DATA LINES |
— begin —

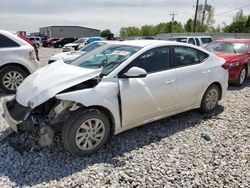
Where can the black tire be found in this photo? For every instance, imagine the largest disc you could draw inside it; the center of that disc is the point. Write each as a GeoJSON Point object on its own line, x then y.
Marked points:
{"type": "Point", "coordinates": [239, 82]}
{"type": "Point", "coordinates": [72, 126]}
{"type": "Point", "coordinates": [7, 70]}
{"type": "Point", "coordinates": [205, 105]}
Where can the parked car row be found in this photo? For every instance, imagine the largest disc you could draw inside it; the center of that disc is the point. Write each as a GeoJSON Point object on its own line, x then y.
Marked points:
{"type": "Point", "coordinates": [195, 40]}
{"type": "Point", "coordinates": [106, 88]}
{"type": "Point", "coordinates": [70, 44]}
{"type": "Point", "coordinates": [68, 57]}
{"type": "Point", "coordinates": [80, 43]}
{"type": "Point", "coordinates": [17, 61]}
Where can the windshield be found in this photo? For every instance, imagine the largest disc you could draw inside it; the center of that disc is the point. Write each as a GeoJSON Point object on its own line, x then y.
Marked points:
{"type": "Point", "coordinates": [80, 41]}
{"type": "Point", "coordinates": [178, 39]}
{"type": "Point", "coordinates": [227, 47]}
{"type": "Point", "coordinates": [108, 57]}
{"type": "Point", "coordinates": [92, 46]}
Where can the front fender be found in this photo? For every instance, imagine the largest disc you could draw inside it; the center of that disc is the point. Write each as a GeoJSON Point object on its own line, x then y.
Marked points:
{"type": "Point", "coordinates": [104, 95]}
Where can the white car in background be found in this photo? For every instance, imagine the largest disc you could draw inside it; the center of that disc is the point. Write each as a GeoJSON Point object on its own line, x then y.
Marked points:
{"type": "Point", "coordinates": [36, 40]}
{"type": "Point", "coordinates": [75, 45]}
{"type": "Point", "coordinates": [115, 88]}
{"type": "Point", "coordinates": [201, 41]}
{"type": "Point", "coordinates": [68, 57]}
{"type": "Point", "coordinates": [17, 61]}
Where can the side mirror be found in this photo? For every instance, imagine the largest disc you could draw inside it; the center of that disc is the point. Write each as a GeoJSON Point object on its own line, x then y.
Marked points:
{"type": "Point", "coordinates": [135, 72]}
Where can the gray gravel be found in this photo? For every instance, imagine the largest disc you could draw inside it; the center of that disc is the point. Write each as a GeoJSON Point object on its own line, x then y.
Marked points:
{"type": "Point", "coordinates": [187, 150]}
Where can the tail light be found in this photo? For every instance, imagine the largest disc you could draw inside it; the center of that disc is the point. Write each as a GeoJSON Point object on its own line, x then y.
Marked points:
{"type": "Point", "coordinates": [32, 55]}
{"type": "Point", "coordinates": [225, 66]}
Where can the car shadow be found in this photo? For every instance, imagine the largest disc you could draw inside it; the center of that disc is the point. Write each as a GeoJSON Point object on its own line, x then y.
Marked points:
{"type": "Point", "coordinates": [235, 88]}
{"type": "Point", "coordinates": [27, 167]}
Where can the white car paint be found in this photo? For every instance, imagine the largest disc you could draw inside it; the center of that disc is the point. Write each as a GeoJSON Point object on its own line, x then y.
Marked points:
{"type": "Point", "coordinates": [59, 76]}
{"type": "Point", "coordinates": [19, 55]}
{"type": "Point", "coordinates": [143, 100]}
{"type": "Point", "coordinates": [71, 46]}
{"type": "Point", "coordinates": [66, 56]}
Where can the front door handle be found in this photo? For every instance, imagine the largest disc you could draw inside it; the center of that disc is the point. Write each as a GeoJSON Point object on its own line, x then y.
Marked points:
{"type": "Point", "coordinates": [169, 82]}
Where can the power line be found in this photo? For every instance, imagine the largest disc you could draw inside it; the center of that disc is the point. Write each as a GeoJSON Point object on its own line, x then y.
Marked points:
{"type": "Point", "coordinates": [232, 10]}
{"type": "Point", "coordinates": [173, 15]}
{"type": "Point", "coordinates": [195, 17]}
{"type": "Point", "coordinates": [203, 16]}
{"type": "Point", "coordinates": [171, 26]}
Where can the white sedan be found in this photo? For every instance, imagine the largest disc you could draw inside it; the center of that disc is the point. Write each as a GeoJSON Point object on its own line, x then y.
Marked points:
{"type": "Point", "coordinates": [115, 88]}
{"type": "Point", "coordinates": [68, 57]}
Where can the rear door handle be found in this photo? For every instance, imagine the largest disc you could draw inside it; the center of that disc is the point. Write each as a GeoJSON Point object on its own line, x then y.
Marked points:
{"type": "Point", "coordinates": [206, 72]}
{"type": "Point", "coordinates": [169, 81]}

— end —

Copy all of the data above line for line, leaving the pictures out.

Where can the black tire be found in this photo? For every instance, imagine the largest disc you could draw inside it; the center of that disc is the point. Write each as a GeoJSON Point object on its own line, x then y.
Marked points:
{"type": "Point", "coordinates": [239, 82]}
{"type": "Point", "coordinates": [72, 126]}
{"type": "Point", "coordinates": [7, 70]}
{"type": "Point", "coordinates": [205, 105]}
Where can the parked car row be found in this photo? For every instance, imagine the largest disc you could draw inside it; the center of that disc is the point. Write each as a GeoJSON Point object on its own line, x then y.
Marked points:
{"type": "Point", "coordinates": [195, 40]}
{"type": "Point", "coordinates": [106, 88]}
{"type": "Point", "coordinates": [70, 44]}
{"type": "Point", "coordinates": [68, 57]}
{"type": "Point", "coordinates": [80, 43]}
{"type": "Point", "coordinates": [17, 61]}
Where can the windshield be found in this photo? For every instance, imagine the largest disc you could draw inside it; the center of that disc is the point. Write each as a GeoJSON Point object on its own line, x then y.
Marked points:
{"type": "Point", "coordinates": [80, 41]}
{"type": "Point", "coordinates": [178, 39]}
{"type": "Point", "coordinates": [227, 47]}
{"type": "Point", "coordinates": [108, 57]}
{"type": "Point", "coordinates": [92, 46]}
Where can the front fender be found in this photo? For every instance, imagine the largest disc you could draw inside it; the center of that disc is the point. Write each as a GeoJSON Point object on its own line, x then y.
Marked points:
{"type": "Point", "coordinates": [104, 95]}
Where can the white car in background be found in this photo? For every instance, imagine the largest disc you could draw inside it; the center of that disc is the point. Write each as a GeoJSON Point object on its own line, x then y.
Marked points:
{"type": "Point", "coordinates": [36, 40]}
{"type": "Point", "coordinates": [75, 45]}
{"type": "Point", "coordinates": [115, 88]}
{"type": "Point", "coordinates": [201, 41]}
{"type": "Point", "coordinates": [68, 57]}
{"type": "Point", "coordinates": [17, 61]}
Where can the side mirror be found in this photo? For every instance, imagine the largest disc you could draw inside it; the center of that disc is the point. Write each as a GeoJSON Point object on its own line, x then y.
Marked points:
{"type": "Point", "coordinates": [135, 72]}
Where can the gray gravel be found in this photo? For every instance, imagine the largest disc you could draw inside it; the center of that disc is the point. Write each as a GeoJSON Point object on its own line, x then y.
Marked points:
{"type": "Point", "coordinates": [187, 150]}
Where can the tail light be found in this photo? For every instance, imagine the largest disc you could draw inside it; the center of that disc is the point. Write each as a GeoJSON Point object on its own line, x then y.
Marked points:
{"type": "Point", "coordinates": [32, 55]}
{"type": "Point", "coordinates": [225, 66]}
Where can the car shadow be found in this photo? For every instance, imagine the largest disc you could draw inside it; the center of that disc is the point. Write each as a GeoJSON Point object on its own line, x then y.
Marked points:
{"type": "Point", "coordinates": [235, 88]}
{"type": "Point", "coordinates": [27, 167]}
Where can the white car paint be found in this photo? For every instance, imagine the largest disc you could draw inside it; the center of that disc is the point. Write each as a GeoJSON Point object on its own line, x then y.
Marked points:
{"type": "Point", "coordinates": [59, 76]}
{"type": "Point", "coordinates": [19, 55]}
{"type": "Point", "coordinates": [143, 100]}
{"type": "Point", "coordinates": [71, 46]}
{"type": "Point", "coordinates": [66, 56]}
Where can the front door handle be found in this photo? For every instance, imagine the largest disc you could draw inside it; the center of that disc is the point. Write each as a GeoJSON Point object on its own line, x then y.
Marked points:
{"type": "Point", "coordinates": [169, 82]}
Where can the power line be found in this photo? For every instance, imagine the largest disc you could draw inside it; the center of that disc is the point. Write each as a GeoJSON Point object on its own line, x then y.
Marked points:
{"type": "Point", "coordinates": [232, 10]}
{"type": "Point", "coordinates": [173, 15]}
{"type": "Point", "coordinates": [195, 17]}
{"type": "Point", "coordinates": [203, 16]}
{"type": "Point", "coordinates": [171, 26]}
Where can the white sedan be found in this photo? For every instance, imagine the largest disc you could draw inside it; the center of that disc is the point. Write each as a GeoJSON Point object on its own line, x then y.
Marked points:
{"type": "Point", "coordinates": [115, 88]}
{"type": "Point", "coordinates": [68, 57]}
Where can the rear door handle be found in this photo? For every instance, imagine the largest disc you could draw inside it; the center of that disc is the point. Write each as a GeoJSON Point object on its own line, x then y.
Marked points:
{"type": "Point", "coordinates": [206, 72]}
{"type": "Point", "coordinates": [169, 81]}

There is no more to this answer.